● **練習問題 1**: インタビュー記事で、越智さんはインテリアプロダクトとプロジェクションマッピングを、どういう意味で同じだと考えていますか。

_ _ _

スペシャルインタビュー

今回は、世界的に活躍するインテリアプロダクトデザイナーであり、同時に先進のプロジェクションマッピングでも注目を集める越智 典(おち つかさ)さんです。

「インテリアデザインもプロジェクション
マッピングも同じ空間演出です。」

Q:越智さんは、世界的に評価の高いインテリアプロダクトデザイナーであると同時に、気鋭のプロジェクションマッピングクリエーターでもあります。
さらには、展示会ブースやステージデザインから、webなどの平面デザインと、驚くほど幅広く活躍されていますね。

越智 典さん(以下/越智):私にしたら、インテリアプロダクトもプロジェクションマッピングも、感覚的にはそれほど違いがないんですよね。

Q:椅子などのインテリア家具と映像アートでは、ずいぶん違うように思えるのですが。

越智:扱う大きさと視点に違いはありますが、空間を演出するという意味では同じだと思っています。

_ _ _

● **練習問題 2**: 下のレコードのうち、「For each instance of the asphalt」を含む行からレコードの最後の行までを、両端の行も含めて一字一句変えずに抜き出してください。

● **データレコード**:

_ _ _

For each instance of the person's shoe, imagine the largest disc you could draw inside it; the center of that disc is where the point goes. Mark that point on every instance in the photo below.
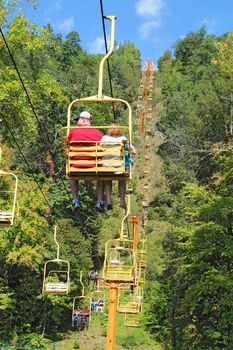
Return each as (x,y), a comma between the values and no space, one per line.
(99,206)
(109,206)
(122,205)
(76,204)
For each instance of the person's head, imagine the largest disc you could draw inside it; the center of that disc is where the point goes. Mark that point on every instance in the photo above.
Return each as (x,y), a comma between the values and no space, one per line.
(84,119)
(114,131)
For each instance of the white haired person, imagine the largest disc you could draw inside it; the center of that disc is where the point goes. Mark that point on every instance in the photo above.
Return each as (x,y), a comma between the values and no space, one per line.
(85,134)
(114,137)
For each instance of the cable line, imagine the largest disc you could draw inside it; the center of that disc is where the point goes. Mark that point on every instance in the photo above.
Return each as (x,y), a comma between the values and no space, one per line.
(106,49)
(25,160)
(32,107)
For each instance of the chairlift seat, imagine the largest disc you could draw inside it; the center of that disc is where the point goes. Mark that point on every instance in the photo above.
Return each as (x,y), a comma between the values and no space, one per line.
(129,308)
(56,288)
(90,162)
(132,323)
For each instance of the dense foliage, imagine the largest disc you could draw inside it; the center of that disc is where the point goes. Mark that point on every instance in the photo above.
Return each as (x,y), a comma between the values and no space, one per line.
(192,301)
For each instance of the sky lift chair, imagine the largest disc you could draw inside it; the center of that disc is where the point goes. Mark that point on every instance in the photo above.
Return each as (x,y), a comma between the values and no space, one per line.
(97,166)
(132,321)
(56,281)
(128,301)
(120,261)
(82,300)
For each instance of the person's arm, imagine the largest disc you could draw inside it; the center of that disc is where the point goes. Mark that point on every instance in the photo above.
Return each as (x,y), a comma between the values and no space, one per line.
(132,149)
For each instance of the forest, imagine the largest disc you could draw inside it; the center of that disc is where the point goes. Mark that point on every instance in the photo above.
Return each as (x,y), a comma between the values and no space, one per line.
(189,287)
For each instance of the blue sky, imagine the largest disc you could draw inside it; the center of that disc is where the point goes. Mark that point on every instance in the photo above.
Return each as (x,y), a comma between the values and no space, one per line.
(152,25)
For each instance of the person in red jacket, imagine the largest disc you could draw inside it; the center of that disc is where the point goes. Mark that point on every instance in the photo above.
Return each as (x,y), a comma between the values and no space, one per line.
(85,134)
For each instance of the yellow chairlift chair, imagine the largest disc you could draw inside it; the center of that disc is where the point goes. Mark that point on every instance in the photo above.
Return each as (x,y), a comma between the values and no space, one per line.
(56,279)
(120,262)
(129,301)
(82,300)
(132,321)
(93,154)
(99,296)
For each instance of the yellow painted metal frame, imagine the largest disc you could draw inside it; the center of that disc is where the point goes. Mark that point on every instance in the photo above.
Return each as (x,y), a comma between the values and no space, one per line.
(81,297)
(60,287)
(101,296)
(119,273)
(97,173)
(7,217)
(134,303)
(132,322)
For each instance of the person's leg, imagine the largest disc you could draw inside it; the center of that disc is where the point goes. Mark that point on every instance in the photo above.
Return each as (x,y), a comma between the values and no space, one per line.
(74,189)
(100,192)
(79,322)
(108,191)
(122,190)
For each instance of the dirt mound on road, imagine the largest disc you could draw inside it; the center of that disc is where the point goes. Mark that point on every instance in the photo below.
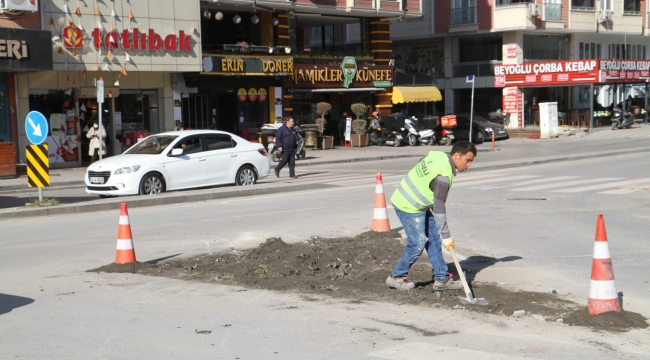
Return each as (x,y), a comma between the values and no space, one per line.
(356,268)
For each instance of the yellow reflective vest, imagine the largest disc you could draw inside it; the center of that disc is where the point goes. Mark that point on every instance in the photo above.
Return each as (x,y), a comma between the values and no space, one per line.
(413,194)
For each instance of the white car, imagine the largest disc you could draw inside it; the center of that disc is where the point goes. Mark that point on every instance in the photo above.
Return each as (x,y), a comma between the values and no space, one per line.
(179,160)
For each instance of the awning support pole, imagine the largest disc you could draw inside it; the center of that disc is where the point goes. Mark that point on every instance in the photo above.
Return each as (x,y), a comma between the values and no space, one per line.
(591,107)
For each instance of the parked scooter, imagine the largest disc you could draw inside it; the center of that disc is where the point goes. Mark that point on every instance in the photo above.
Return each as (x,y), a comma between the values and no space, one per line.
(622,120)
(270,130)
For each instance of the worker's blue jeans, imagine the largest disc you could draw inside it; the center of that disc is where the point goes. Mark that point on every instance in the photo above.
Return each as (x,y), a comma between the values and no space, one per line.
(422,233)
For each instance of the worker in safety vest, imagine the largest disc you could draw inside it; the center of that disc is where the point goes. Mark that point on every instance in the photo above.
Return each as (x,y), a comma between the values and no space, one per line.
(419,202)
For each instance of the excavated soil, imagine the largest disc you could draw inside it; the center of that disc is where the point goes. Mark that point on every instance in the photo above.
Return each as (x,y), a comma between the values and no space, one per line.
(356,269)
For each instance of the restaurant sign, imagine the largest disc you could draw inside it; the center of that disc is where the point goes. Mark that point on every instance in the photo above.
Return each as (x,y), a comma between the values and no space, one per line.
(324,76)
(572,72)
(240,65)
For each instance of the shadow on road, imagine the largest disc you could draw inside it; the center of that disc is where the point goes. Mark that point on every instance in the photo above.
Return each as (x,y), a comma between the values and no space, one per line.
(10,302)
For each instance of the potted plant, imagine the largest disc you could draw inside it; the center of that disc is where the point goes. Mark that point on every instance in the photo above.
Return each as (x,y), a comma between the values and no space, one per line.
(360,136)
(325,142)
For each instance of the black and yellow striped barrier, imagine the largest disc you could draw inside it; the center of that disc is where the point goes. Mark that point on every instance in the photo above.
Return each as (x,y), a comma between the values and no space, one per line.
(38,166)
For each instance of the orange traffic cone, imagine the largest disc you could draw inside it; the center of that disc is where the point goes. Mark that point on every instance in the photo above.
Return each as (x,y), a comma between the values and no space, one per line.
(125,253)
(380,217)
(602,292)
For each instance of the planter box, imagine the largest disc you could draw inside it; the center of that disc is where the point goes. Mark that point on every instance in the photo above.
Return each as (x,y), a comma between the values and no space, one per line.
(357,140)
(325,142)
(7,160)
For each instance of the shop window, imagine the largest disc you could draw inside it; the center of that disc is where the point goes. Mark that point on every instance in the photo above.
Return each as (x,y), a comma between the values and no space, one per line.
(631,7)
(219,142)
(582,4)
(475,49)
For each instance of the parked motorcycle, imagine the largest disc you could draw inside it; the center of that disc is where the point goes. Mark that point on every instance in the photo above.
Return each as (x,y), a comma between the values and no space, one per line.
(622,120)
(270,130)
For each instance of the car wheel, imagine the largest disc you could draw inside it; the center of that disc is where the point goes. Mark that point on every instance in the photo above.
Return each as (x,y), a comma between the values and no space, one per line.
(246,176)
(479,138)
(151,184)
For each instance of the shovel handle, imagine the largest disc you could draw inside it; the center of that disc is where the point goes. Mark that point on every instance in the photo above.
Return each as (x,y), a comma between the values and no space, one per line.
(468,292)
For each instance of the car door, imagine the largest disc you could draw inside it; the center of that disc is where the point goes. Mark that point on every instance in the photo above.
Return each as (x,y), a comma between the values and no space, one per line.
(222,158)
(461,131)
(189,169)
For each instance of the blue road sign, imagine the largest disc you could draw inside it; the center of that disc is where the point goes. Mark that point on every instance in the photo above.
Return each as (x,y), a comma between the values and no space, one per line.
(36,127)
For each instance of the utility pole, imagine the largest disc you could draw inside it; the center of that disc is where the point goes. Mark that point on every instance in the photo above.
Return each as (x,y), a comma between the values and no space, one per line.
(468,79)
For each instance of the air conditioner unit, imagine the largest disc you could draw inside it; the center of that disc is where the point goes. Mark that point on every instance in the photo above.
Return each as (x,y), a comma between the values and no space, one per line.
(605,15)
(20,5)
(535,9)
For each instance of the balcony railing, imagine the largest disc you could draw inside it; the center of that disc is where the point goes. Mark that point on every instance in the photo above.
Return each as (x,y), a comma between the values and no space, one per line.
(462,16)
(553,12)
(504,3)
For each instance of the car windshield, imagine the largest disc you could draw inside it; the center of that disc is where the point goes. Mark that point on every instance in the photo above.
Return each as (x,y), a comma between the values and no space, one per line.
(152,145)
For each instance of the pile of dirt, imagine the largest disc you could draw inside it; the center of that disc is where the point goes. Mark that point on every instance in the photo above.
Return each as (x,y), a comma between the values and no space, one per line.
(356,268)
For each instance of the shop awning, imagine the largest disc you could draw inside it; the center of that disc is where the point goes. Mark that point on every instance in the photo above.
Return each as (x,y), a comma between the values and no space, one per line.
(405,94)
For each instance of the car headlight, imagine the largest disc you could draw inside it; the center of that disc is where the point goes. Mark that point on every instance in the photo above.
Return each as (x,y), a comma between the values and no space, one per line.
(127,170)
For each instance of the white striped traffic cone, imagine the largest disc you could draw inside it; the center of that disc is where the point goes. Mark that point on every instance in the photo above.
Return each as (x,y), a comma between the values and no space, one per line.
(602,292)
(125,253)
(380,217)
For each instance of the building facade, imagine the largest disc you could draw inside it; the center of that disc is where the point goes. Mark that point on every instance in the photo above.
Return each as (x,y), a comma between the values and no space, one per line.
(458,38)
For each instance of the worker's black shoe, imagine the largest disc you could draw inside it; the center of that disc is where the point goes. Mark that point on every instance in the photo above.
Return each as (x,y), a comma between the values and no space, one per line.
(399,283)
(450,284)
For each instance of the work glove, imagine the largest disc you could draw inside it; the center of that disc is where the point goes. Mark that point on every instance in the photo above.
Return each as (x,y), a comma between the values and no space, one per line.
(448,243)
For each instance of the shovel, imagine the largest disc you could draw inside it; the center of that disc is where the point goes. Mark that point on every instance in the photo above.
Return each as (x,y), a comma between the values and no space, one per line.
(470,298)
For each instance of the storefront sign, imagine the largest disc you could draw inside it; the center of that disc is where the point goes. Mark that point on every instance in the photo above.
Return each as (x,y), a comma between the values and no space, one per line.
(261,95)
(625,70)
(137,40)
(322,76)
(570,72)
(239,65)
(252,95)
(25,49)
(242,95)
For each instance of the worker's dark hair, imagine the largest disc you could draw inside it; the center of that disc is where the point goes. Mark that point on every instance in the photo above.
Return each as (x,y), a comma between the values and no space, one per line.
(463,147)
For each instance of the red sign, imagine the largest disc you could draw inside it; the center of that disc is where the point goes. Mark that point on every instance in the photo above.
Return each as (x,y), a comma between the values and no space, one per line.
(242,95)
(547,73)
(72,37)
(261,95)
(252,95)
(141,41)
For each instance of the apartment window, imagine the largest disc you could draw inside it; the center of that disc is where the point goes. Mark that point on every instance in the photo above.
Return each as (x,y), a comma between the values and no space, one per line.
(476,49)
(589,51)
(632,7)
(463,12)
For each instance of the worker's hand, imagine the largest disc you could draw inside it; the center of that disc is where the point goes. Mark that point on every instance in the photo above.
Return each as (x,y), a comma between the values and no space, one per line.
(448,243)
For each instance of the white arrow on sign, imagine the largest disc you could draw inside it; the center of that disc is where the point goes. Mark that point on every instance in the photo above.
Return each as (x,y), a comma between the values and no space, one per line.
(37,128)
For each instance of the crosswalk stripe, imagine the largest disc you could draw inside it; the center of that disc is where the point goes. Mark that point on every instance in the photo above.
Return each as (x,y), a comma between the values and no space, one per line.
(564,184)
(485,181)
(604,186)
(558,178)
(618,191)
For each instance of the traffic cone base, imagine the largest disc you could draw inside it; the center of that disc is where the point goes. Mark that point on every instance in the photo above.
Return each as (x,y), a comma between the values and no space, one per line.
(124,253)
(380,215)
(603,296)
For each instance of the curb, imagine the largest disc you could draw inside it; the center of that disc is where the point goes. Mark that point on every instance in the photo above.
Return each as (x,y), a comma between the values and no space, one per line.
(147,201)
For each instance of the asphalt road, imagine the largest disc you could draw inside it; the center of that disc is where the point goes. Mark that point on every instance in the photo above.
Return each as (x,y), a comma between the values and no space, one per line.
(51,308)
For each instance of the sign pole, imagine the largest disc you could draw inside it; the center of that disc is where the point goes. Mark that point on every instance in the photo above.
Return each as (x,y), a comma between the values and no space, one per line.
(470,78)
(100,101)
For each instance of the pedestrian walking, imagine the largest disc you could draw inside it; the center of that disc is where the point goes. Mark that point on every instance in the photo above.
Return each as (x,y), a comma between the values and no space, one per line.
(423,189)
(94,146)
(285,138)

_ _ _

● **解答 1**: 空間を演出するという意味で同じだと考えています。

● **解答 2**:
For each instance of the asphalt road, imagine the largest disc you could draw inside it; the center of that disc is where the point goes. Mark that point on every instance in the photo above.
Return each as (x,y), a comma between the values and no space, one per line.
(51,308)
For each instance of the sign pole, imagine the largest disc you could draw inside it; the center of that disc is where the point goes. Mark that point on every instance in the photo above.
Return each as (x,y), a comma between the values and no space, one per line.
(470,78)
(100,101)
For each instance of the pedestrian walking, imagine the largest disc you could draw inside it; the center of that disc is where the point goes. Mark that point on every instance in the photo above.
Return each as (x,y), a comma between the values and no space, one per line.
(423,189)
(94,146)
(285,138)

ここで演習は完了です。